(Items from a dataset)
##########
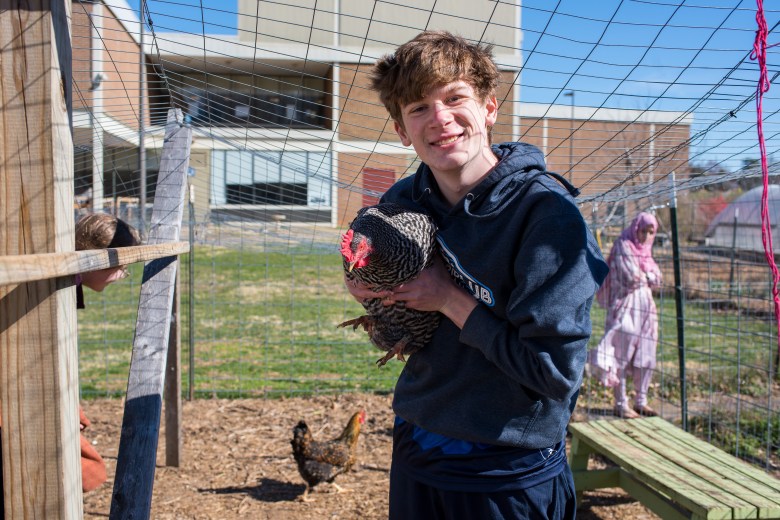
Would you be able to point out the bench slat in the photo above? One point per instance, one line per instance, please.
(696, 494)
(701, 458)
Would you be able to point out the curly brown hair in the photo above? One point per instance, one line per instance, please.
(100, 230)
(430, 60)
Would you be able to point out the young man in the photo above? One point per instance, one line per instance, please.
(482, 409)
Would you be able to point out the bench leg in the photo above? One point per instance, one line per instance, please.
(579, 454)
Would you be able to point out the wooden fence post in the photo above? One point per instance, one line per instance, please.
(38, 343)
(134, 480)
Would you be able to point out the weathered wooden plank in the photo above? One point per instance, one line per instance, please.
(132, 494)
(748, 474)
(172, 395)
(16, 269)
(697, 495)
(700, 458)
(38, 361)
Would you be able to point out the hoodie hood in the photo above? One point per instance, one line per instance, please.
(518, 164)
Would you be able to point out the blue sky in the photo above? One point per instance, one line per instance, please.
(627, 54)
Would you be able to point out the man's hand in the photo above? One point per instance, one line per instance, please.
(435, 290)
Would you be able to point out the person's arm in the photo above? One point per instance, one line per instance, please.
(543, 342)
(435, 290)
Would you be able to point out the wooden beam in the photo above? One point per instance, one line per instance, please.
(16, 269)
(172, 395)
(38, 343)
(134, 480)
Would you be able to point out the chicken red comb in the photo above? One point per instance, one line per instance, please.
(346, 243)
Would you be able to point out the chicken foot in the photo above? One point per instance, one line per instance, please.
(367, 322)
(397, 351)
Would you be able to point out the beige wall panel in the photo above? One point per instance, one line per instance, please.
(200, 160)
(82, 55)
(292, 21)
(502, 131)
(120, 89)
(387, 25)
(350, 168)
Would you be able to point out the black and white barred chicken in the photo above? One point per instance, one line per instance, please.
(388, 245)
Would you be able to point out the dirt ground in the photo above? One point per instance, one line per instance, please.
(236, 462)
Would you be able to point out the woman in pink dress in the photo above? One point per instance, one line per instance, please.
(631, 330)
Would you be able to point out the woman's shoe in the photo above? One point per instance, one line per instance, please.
(625, 412)
(645, 411)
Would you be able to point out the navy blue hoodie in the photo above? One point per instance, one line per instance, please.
(519, 244)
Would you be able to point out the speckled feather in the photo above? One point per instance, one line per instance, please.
(403, 244)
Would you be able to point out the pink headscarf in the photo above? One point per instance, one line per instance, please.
(642, 252)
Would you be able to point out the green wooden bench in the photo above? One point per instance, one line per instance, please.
(670, 471)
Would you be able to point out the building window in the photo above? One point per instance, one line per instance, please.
(296, 179)
(252, 102)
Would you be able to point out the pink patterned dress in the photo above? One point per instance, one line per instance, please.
(628, 347)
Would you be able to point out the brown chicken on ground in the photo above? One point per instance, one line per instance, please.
(323, 461)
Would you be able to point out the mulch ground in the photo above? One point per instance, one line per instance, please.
(236, 462)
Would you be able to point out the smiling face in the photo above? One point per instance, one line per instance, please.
(448, 129)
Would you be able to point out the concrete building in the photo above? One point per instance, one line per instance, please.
(284, 124)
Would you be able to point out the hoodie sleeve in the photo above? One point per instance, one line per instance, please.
(542, 343)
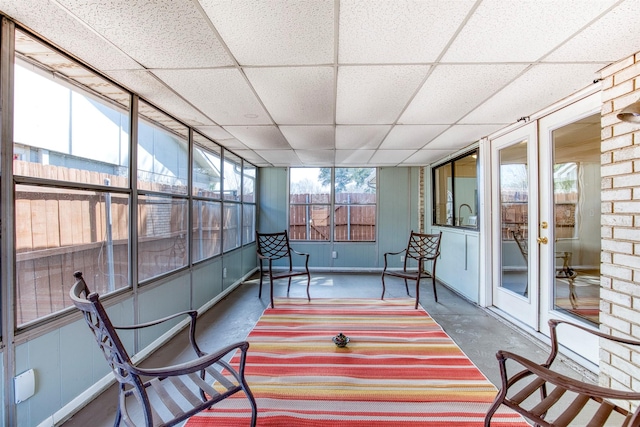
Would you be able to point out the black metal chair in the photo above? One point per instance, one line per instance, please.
(166, 395)
(519, 391)
(272, 247)
(421, 248)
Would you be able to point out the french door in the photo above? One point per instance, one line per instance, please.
(546, 223)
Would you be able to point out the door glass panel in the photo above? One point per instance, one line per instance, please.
(514, 218)
(576, 188)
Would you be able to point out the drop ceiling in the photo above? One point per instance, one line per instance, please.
(342, 82)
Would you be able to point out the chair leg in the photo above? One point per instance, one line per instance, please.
(433, 282)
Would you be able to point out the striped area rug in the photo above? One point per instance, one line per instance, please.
(399, 369)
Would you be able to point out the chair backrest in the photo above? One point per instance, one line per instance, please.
(522, 243)
(424, 245)
(105, 334)
(273, 245)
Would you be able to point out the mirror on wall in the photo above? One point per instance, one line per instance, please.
(455, 192)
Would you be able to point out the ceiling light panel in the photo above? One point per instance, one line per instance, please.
(222, 94)
(151, 89)
(310, 137)
(55, 23)
(598, 43)
(522, 31)
(425, 157)
(524, 96)
(353, 157)
(376, 94)
(390, 157)
(360, 137)
(413, 137)
(316, 157)
(280, 158)
(460, 136)
(157, 34)
(399, 31)
(451, 91)
(275, 32)
(259, 137)
(299, 95)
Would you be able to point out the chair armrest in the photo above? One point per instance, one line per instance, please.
(557, 379)
(195, 365)
(193, 315)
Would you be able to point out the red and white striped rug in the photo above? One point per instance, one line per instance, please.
(399, 369)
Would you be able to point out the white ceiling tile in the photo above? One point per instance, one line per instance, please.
(520, 31)
(53, 22)
(451, 91)
(310, 137)
(399, 31)
(359, 137)
(460, 136)
(296, 95)
(316, 157)
(404, 137)
(158, 34)
(149, 88)
(533, 91)
(598, 43)
(426, 157)
(376, 94)
(280, 157)
(353, 157)
(275, 32)
(259, 137)
(390, 157)
(221, 94)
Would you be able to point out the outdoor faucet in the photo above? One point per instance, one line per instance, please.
(460, 214)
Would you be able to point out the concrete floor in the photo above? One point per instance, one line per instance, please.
(477, 331)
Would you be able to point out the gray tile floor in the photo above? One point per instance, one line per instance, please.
(478, 332)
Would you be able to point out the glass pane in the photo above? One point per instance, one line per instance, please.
(74, 133)
(61, 231)
(465, 190)
(231, 231)
(162, 152)
(576, 187)
(514, 218)
(355, 186)
(443, 195)
(248, 223)
(309, 222)
(232, 176)
(162, 235)
(309, 185)
(355, 223)
(249, 183)
(206, 237)
(206, 168)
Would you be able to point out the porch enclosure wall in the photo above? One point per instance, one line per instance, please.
(398, 208)
(620, 257)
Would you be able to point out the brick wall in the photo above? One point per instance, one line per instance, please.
(620, 284)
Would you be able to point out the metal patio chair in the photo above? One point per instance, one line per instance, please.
(166, 395)
(421, 248)
(547, 409)
(275, 246)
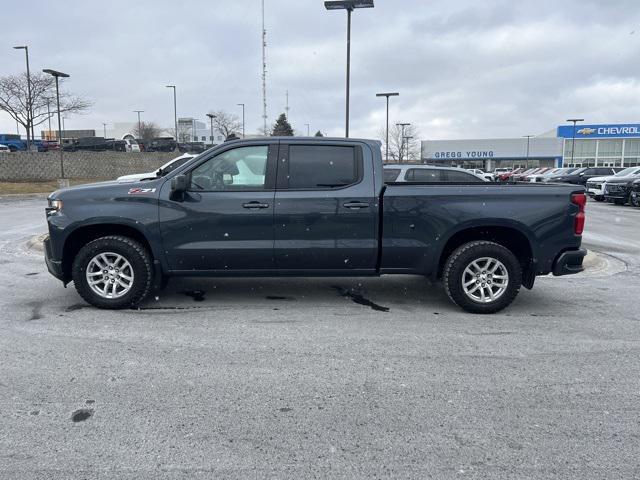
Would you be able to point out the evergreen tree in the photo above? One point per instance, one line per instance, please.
(282, 128)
##########
__Problem__
Give every record again without changing a word. Exclude the pictures.

__Answer section__
Would you be able to point out the bench slat in the photo above? One point per instance, one line per instance, please.
(696, 494)
(701, 458)
Would you be able to point out the curly brown hair in the photo above? One point per instance, one line per instance, please.
(100, 230)
(430, 60)
Would you be able to point out the young man in the photo above? One point per instance, one line per instance, please.
(482, 409)
Would you be able to point out the bench leg in the photo above? One point per instance, one line per instance, please.
(579, 454)
Would you be able to point out the wooden fence post in the photo above? One point per instance, one line per instance, please.
(38, 343)
(134, 480)
Would you be able to point out the weathered wooden plank in the photo above? One point per instance, one line per instance, please.
(132, 494)
(748, 474)
(172, 395)
(16, 269)
(697, 495)
(700, 458)
(38, 361)
Would you be able to point out the hoodie hood in the photo above? One point per instance, one line per instance, please.
(518, 164)
Would you be able to point out the blue sky in the photo above? One point per instance, one line per instance, please.
(627, 54)
Would you be able to point out the man's hand in the photo above? One point per instance, one line per instance, please.
(435, 290)
Would you be able to point out the person's arm in the photo above? One point per instance, one line per instance, please.
(543, 342)
(435, 290)
Would you be able to point out the wooden beam in the photo above? One point per instance, one line per instance, please.
(16, 269)
(172, 395)
(38, 343)
(134, 480)
Would you be able to point out the chicken red comb in the photo above? One point per instance, one line per instance, please.
(346, 243)
Would you be able to point out the chicken foot in the photo above? One point per instance, one line per instance, please.
(367, 322)
(397, 351)
Would you be able to point out the beige wall panel in the photo above? One point per instance, one line per instance, please.
(200, 160)
(82, 55)
(292, 21)
(502, 131)
(120, 89)
(387, 25)
(350, 168)
Would you be able to point out the black and white barred chicken in the photo above? One point per instance, one line per instance, please.
(388, 245)
Would you be able to point out the dirt ground in the photo above? One point per instance, one line per instance, please.
(236, 462)
Would you be able to point out the woman in pink dress in the photo above? One point per instance, one line per instance, please.
(631, 330)
Would you be able to point out the woman's shoe in the photo above? One point per instance, one line per instance, please.
(625, 412)
(645, 411)
Would you be able to point out the navy blue hoodie in the photo above? One point per instance, one line per instance, please.
(519, 244)
Would you be able to point out the speckled feather in the photo above? One point per instance, one line per instance, please.
(403, 244)
Would you be able to point out the pink headscarf in the photo above? One point per instance, one line per instance, please.
(642, 252)
Would you be able to point out the green wooden bench in the photo above? One point per instance, one line per instance, please.
(670, 471)
Would you be able to point out the building window in the photo above? One point per instance, one line per instance, please.
(296, 179)
(252, 102)
Would you be able to point out the pink patterned dress in the photo above? One point per instance, one line per instance, please.
(628, 347)
Would you be able to point out the brown chicken on ground in the photo above? One point per instance, one line per instance, please.
(323, 461)
Would you be able to point out the mulch ground in the photo above? One point per instance, one line per instance, please.
(236, 462)
Would you be able to point out the smiling face in the photo above? One point per instance, one line per instance, please.
(448, 129)
Would you be able to point out the concrete building in the photo above? One point per instance, one line per instance, please.
(284, 124)
Would you be able to point out the hoodie sleeve in the photo above? One point per instance, one line per instance, please.
(542, 343)
Would you be able to point out the black metal chair in the photo above? One point per instance, one line per instance, please.
(166, 395)
(519, 391)
(272, 247)
(421, 248)
Would you be able to point out the french door in the photo above? One point per instance, one line per instance, please.
(546, 223)
Would you be able to point out the door glass panel in the photo above? One point per instance, one line per instance, please.
(514, 218)
(576, 188)
Would you be able to point out the drop ceiling in the photo above? One point per instance, one line per instance, please.
(342, 82)
Would you be able to point out the chair leg in the photo above? One point per instance, one line per instance, please.
(433, 282)
Would you be able to point out the striped area rug in the photo above? One point per instance, one line per instance, please.
(399, 369)
Would you be able to point out the chair backrest in the photo above? One point per instance, one line per instance, please.
(522, 243)
(424, 245)
(105, 334)
(273, 245)
Would you be able to point out the mirror on wall in the photo above? One point per instance, one line per instance, please.
(455, 192)
Would you be able to point out the ceiling light panel in the photo above? One point per instance, one line per instance, please.
(222, 94)
(151, 89)
(310, 137)
(55, 23)
(598, 43)
(522, 31)
(425, 157)
(524, 96)
(353, 157)
(376, 94)
(390, 157)
(360, 137)
(413, 137)
(316, 157)
(280, 158)
(460, 136)
(157, 34)
(399, 31)
(451, 91)
(275, 32)
(259, 137)
(299, 95)
Would you be able to point out the chair armrest in the photo above? One point per instance, one line per instance, please.
(557, 379)
(195, 365)
(193, 315)
Would you be able to point out the red and white striped rug in the photo above? One point per instance, one line per instance, please.
(399, 369)
Would you be able to point out the white ceiling tile in the photo above? One point per instance, one line per instance, please.
(520, 31)
(53, 22)
(451, 91)
(310, 137)
(399, 31)
(359, 137)
(460, 136)
(296, 95)
(316, 157)
(404, 137)
(158, 34)
(149, 88)
(533, 91)
(598, 43)
(426, 157)
(376, 94)
(280, 157)
(353, 157)
(275, 32)
(259, 137)
(390, 157)
(221, 94)
Would you be able to point out the outdoor faucet in the photo above? One point per instance, one line per instance, please.
(460, 214)
Would you be able to point out the concrete floor in the photo above? One point per instance, one line per instance, please.
(477, 331)
Would you be able to point out the gray tile floor in the photo above? One point per instance, one line per instance, please.
(478, 332)
Would you be able to point out the glass pane in the photo above? One point per instance, one line per instance, please.
(74, 133)
(61, 231)
(465, 190)
(231, 231)
(162, 152)
(576, 187)
(514, 218)
(355, 186)
(443, 195)
(248, 223)
(309, 222)
(232, 176)
(162, 235)
(309, 185)
(355, 223)
(249, 183)
(206, 237)
(206, 168)
Would you be able to point out the porch enclosure wall in the photo above? One point per instance, one line per instance, please.
(398, 208)
(620, 257)
Would you be able to point out the brick wall in the photo above? One point per instance, one line per instance, please.
(620, 284)
Would you be able to point out the metal patio chair in the photo above? One point per instance, one line per instance, please.
(166, 395)
(421, 248)
(547, 409)
(275, 246)
Would you be able to point out the evergreen tree in the photo above? One point per instance, one line per instance, please.
(282, 128)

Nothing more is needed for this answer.